[[ Excerpt to read, beginning ]]

1. In determining whether to keep or drop the Craddock Cup, review in detail the overhead expense allocations currently used by the CYSL. Should the overhead allocations be revised, eliminated or retained? What are the financial results to the profit/loss to CYSL of the existing (32 team) Craddock Cup with any adjustments to allocations? With this analysis, should the Craddock Cup be retained?

*Please see Figure 1.1 in Appendix for profit statement and relevant figures. After looking at the numbers we decided to eliminate Rivaldo’s salary, we determined that the overhead expense allocations currently in place are not appropriate. The city field rent should be eliminated from the allocated costs as the soccer league will be renting the field regardless of whether or not the Craddock Cup occurs; it is a sunk cost. This also applies to the CYSL office rent and utilities, which will be used by the employees whether or not the tournament is held. We needed to revise the salary allocation, because we do not need to allocate Rivaldo’s salary to the Craddock Cup as it is not relevant. Thus, we only need to account for the $12,000 salary of Renee Jantsen, who works only on the Craddock Cup. Using that allocation method, our profit was $6,502 instead of the previously calculated $3,698 loss.

2. Calculate in detail the expected financial impact of adding an incremental 32 teams to the tournament schedule. What are the relevant revenues and costs? Provide a proposal for the expansion to the Cup to 64 teams, including ancillary revenues and costs.

[[ Excerpt to read, end ]]
[[ Stored data, beginning ]]

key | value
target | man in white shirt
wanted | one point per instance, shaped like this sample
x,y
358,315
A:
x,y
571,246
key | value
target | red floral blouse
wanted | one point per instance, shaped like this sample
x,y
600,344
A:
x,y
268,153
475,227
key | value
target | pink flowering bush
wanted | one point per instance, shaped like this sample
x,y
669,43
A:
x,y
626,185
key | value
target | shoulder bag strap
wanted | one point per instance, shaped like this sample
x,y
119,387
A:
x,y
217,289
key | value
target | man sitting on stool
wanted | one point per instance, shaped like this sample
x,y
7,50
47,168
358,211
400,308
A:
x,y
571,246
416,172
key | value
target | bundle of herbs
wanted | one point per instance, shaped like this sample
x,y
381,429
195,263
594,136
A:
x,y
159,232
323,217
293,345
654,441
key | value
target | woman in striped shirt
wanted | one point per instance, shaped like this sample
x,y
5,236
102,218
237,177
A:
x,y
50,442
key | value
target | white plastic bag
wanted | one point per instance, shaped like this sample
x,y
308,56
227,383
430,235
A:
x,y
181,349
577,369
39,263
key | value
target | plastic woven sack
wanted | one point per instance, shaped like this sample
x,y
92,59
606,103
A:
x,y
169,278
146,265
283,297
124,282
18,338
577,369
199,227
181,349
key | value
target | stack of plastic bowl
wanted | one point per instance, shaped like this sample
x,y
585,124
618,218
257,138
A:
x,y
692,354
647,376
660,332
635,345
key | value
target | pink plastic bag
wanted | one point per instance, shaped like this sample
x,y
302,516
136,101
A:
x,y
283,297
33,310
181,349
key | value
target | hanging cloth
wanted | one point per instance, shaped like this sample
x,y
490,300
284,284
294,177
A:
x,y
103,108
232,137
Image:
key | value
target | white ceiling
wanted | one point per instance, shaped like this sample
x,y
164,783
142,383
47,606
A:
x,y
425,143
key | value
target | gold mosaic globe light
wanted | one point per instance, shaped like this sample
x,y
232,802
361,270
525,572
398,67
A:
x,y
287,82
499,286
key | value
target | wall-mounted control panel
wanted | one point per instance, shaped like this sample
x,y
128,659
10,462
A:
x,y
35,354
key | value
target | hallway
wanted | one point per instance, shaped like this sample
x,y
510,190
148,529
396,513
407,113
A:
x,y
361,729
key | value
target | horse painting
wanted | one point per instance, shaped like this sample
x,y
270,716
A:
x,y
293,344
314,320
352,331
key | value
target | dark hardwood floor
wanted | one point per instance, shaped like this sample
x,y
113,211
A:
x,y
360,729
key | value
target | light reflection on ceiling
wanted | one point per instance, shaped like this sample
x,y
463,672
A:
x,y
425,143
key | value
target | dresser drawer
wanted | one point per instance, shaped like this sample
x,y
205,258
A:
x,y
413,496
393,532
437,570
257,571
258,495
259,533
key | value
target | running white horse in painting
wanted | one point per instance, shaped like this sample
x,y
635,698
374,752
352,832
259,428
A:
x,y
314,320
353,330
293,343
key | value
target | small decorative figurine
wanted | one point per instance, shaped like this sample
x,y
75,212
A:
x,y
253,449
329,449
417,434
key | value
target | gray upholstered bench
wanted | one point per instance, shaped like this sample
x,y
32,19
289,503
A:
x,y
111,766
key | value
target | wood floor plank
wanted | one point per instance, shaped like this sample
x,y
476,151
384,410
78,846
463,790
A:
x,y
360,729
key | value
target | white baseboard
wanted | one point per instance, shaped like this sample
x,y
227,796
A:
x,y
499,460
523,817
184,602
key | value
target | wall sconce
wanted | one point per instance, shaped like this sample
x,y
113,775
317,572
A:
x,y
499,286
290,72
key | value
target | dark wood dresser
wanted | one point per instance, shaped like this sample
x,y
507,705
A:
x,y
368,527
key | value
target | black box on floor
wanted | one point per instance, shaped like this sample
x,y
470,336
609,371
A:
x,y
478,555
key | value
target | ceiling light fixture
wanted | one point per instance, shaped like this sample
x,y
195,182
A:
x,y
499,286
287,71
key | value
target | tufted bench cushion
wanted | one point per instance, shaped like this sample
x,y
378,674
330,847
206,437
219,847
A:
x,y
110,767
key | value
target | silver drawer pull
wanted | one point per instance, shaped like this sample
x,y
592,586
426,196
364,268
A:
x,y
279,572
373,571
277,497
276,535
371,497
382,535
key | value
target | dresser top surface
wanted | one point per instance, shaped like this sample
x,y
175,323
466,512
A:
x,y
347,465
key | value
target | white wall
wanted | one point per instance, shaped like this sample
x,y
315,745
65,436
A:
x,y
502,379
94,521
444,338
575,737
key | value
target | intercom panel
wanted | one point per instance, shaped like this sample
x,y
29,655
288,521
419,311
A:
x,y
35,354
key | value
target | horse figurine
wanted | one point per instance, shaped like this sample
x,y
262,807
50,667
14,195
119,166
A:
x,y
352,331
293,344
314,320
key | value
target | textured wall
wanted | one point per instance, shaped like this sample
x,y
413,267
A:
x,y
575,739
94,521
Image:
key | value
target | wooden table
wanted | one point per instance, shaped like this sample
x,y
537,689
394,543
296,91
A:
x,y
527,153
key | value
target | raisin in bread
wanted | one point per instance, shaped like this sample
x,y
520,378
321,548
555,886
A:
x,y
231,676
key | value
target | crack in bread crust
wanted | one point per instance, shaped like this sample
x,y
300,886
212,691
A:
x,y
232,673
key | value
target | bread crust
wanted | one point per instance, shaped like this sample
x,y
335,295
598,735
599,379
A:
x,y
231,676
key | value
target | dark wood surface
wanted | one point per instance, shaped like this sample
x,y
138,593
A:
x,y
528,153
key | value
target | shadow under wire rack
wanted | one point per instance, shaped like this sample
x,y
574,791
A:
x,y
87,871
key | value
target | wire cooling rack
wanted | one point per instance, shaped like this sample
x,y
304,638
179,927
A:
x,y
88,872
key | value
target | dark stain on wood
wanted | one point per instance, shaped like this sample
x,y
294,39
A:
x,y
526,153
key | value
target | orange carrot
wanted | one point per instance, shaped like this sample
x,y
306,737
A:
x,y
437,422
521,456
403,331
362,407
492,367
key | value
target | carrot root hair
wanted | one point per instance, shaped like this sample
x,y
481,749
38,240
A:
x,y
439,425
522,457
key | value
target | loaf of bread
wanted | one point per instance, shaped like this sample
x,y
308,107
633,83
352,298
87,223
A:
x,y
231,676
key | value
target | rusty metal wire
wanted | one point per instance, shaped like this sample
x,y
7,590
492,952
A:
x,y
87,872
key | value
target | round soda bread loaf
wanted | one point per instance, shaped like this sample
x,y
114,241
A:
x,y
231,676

[[ Stored data, end ]]

Exercise instructions ::
1. Give again the passage of the Craddock Cup excerpt starting with "1. In determining" and going on through "Cup be retained?".
2. In one to three sentences, explain why the Craddock Cup excerpt removes the city field rent from the costs allocated to the tournament.
3. Pick up the Craddock Cup excerpt after its last sentence and continue it.

Responses for each task ::
1.
1. In determining whether to keep or drop the Craddock Cup, review in detail the overhead expense allocations currently used by the CYSL. Should the overhead allocations be revised, eliminated or retained? What are the financial results to the profit/loss to CYSL of the existing (32 team) Craddock Cup with any adjustments to allocations? With this analysis, should the Craddock Cup be retained?

2. The city field rent is removed because the soccer league will rent the field whether or not the Craddock Cup takes place. The cost is therefore a sunk cost and does not belong in the tournament's allocated costs.

3.
*Please see Figure 1.2 for profit tables and relevant figures. After adding an additional 32 teams to the tournament schedule, the relevant revenues including t-shirts, concessions, and soccer clinics doubled while the corporate contribution revenue remained the same. This brought anticipated revenue for the field of 64 teams to $85,680. The relevant expenses that don’t change include the tournament registration with the YSL, recruiters’ hotels, the face books, marketing and advertising costs, as well as the salary of Renee Jantsen; these costs are either fixed (salary, tournament registration fee, no additional marketing required) or unaffected by the introduction of the 32 new middle school teams (no additional recruiters because they’re uninterested in the middle school players, face books aren’t made for the middle school players).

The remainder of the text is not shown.